======== Supplied records

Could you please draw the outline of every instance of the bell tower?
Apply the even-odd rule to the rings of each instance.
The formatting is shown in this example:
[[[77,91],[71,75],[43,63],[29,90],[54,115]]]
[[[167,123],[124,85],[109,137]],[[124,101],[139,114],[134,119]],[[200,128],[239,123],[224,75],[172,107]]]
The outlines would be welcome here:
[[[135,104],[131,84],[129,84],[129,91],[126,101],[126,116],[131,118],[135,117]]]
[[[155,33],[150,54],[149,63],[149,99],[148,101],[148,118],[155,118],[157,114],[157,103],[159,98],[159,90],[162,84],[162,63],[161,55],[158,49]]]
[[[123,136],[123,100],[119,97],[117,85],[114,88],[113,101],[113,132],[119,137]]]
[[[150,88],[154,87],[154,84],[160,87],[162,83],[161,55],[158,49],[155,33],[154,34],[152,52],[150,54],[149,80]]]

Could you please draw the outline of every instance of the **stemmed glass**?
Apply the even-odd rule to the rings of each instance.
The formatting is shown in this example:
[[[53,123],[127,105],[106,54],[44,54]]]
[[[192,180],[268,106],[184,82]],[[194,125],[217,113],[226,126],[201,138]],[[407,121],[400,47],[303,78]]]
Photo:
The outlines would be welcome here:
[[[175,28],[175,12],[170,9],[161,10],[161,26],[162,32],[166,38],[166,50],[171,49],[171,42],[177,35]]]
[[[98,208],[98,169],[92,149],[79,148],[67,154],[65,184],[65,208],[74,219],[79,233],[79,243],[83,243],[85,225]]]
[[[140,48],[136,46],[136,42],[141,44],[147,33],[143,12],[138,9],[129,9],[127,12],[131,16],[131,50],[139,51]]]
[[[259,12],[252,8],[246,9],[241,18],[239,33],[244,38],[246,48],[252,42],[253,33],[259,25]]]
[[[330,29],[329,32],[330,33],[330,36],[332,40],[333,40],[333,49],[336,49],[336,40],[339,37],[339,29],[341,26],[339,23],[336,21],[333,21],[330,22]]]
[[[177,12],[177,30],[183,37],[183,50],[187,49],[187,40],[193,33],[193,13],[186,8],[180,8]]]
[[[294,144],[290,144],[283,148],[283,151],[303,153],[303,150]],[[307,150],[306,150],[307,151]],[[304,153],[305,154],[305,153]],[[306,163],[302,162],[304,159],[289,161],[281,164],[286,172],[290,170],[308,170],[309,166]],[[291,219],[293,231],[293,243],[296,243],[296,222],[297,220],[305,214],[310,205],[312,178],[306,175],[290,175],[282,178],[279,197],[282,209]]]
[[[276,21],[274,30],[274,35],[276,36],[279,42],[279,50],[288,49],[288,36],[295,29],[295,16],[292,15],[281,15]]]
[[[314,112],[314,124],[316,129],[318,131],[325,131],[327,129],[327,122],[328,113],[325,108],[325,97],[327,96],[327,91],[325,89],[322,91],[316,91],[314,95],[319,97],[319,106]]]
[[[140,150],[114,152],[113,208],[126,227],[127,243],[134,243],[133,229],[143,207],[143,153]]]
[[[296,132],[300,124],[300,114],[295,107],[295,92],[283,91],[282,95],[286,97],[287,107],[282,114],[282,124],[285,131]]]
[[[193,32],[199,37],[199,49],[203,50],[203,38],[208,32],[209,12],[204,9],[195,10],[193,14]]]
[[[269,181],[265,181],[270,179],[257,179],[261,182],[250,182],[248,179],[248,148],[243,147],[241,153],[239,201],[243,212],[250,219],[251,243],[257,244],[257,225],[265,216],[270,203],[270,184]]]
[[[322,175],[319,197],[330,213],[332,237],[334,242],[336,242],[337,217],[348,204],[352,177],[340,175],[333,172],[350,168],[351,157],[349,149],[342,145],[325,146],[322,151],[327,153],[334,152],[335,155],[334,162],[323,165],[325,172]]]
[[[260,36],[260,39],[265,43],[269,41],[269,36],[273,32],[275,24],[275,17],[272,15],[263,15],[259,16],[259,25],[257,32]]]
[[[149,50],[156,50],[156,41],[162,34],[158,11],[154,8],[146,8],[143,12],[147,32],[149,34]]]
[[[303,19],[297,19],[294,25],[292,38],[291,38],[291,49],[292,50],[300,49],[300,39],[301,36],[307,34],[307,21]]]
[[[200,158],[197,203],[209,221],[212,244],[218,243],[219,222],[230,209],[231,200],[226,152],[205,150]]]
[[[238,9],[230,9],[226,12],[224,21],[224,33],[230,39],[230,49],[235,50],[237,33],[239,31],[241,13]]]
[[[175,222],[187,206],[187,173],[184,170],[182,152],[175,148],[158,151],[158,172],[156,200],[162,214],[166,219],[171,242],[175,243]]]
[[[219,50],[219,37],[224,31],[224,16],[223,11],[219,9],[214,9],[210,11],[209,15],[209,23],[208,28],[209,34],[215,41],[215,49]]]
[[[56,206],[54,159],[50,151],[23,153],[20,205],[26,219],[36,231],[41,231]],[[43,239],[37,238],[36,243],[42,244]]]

================

Could you copy out the entire listing above word for word, keeping every line intact?

Could you please draw the outline of every instance of the bell tower?
Apply the even-odd rule to the rings of each instance.
The formatting is shown in this example:
[[[77,91],[71,75],[43,63],[29,90],[54,115]]]
[[[167,123],[124,85],[109,137]],[[124,101],[139,114],[134,119]],[[200,128],[239,123],[224,75],[172,107]]]
The outlines would be welcome here:
[[[135,104],[131,84],[129,84],[129,91],[126,101],[126,116],[131,118],[135,117]]]
[[[155,33],[150,54],[149,63],[149,99],[148,101],[148,118],[155,118],[157,114],[157,103],[159,98],[159,90],[162,84],[162,63],[161,55],[158,49]]]
[[[123,136],[123,100],[119,97],[117,85],[114,88],[113,101],[113,132],[119,137]]]
[[[150,88],[154,87],[154,84],[160,87],[162,83],[161,55],[158,49],[155,33],[154,34],[152,52],[150,54],[149,80]]]

Could you please draw the outline of every instance of the **stemmed glass**?
Apply the even-odd rule to the rings of each instance.
The formatting is shown in this example:
[[[53,123],[127,105],[106,54],[44,54]]]
[[[192,180],[268,106],[184,82]],[[194,125],[217,113],[226,126],[201,138]],[[407,121],[400,47],[303,78]]]
Photo:
The outlines would be welcome here:
[[[175,28],[175,12],[170,9],[161,10],[161,26],[162,32],[166,38],[166,50],[171,49],[171,42],[177,35]]]
[[[98,208],[98,169],[92,149],[79,148],[67,154],[65,184],[65,208],[74,219],[79,233],[79,243],[83,243],[85,225]]]
[[[140,48],[136,46],[136,42],[141,44],[147,33],[143,12],[138,9],[129,9],[127,12],[131,16],[131,50],[139,51]]]
[[[259,12],[252,8],[246,9],[241,18],[239,33],[244,38],[246,48],[252,42],[253,33],[259,25]]]
[[[330,29],[329,32],[330,33],[330,36],[332,40],[333,40],[333,49],[336,49],[336,40],[339,37],[339,29],[341,26],[339,23],[336,21],[333,21],[330,22]]]
[[[177,12],[177,30],[183,37],[183,50],[187,49],[187,40],[193,33],[193,13],[186,8],[180,8]]]
[[[294,144],[290,144],[283,148],[283,151],[303,153],[303,150]],[[307,150],[306,150],[307,151]],[[304,153],[305,154],[305,153]],[[306,163],[302,162],[304,159],[289,161],[281,164],[286,172],[290,170],[308,170],[309,166]],[[291,219],[293,231],[293,243],[296,243],[296,222],[297,220],[305,214],[310,205],[312,178],[306,175],[290,175],[282,178],[279,197],[282,209]]]
[[[276,21],[274,30],[274,35],[276,36],[279,42],[279,50],[288,49],[288,36],[295,29],[295,16],[292,15],[281,15]]]
[[[314,112],[314,124],[316,129],[318,131],[325,131],[327,129],[327,122],[328,113],[325,108],[325,97],[327,96],[327,91],[325,89],[322,91],[316,91],[314,95],[319,97],[319,106]]]
[[[140,150],[114,152],[113,208],[126,227],[127,243],[134,243],[133,229],[143,207],[143,153]]]
[[[296,132],[300,124],[300,114],[295,107],[295,92],[283,91],[282,95],[286,97],[287,107],[282,114],[282,124],[285,131]]]
[[[193,32],[199,37],[199,49],[203,50],[203,38],[208,32],[209,12],[204,9],[195,10],[193,14]]]
[[[269,181],[265,181],[270,179],[257,179],[261,182],[250,182],[248,179],[248,148],[243,147],[241,153],[239,201],[243,212],[250,219],[251,243],[257,244],[257,225],[265,216],[270,203],[270,184]]]
[[[322,175],[319,197],[330,213],[332,237],[334,242],[336,242],[337,217],[348,204],[352,177],[340,175],[333,172],[350,168],[351,157],[349,149],[342,145],[325,146],[322,151],[327,153],[334,152],[335,155],[334,162],[323,165],[325,172]]]
[[[260,36],[260,39],[265,43],[269,41],[269,36],[273,32],[275,24],[275,17],[272,15],[263,15],[259,16],[259,25],[257,32]]]
[[[149,50],[156,50],[156,41],[162,34],[158,11],[154,8],[146,8],[143,12],[147,32],[149,34]]]
[[[303,19],[297,19],[294,25],[292,38],[291,38],[291,49],[292,50],[300,49],[300,39],[301,36],[307,34],[307,21]]]
[[[200,158],[197,203],[209,221],[212,244],[218,243],[219,222],[230,209],[231,200],[226,152],[205,150]]]
[[[238,9],[230,9],[226,12],[224,21],[224,33],[230,39],[230,49],[235,50],[237,33],[239,31],[241,13]]]
[[[175,222],[187,206],[187,173],[184,170],[182,152],[175,148],[158,151],[158,172],[156,200],[162,214],[166,219],[171,242],[175,243]]]
[[[219,50],[219,37],[224,31],[224,16],[223,11],[219,9],[214,9],[210,11],[209,15],[209,23],[208,28],[209,34],[215,41],[215,49]]]
[[[56,206],[54,159],[50,151],[23,153],[20,205],[26,219],[36,231],[41,231]],[[43,239],[37,238],[36,243],[42,244]]]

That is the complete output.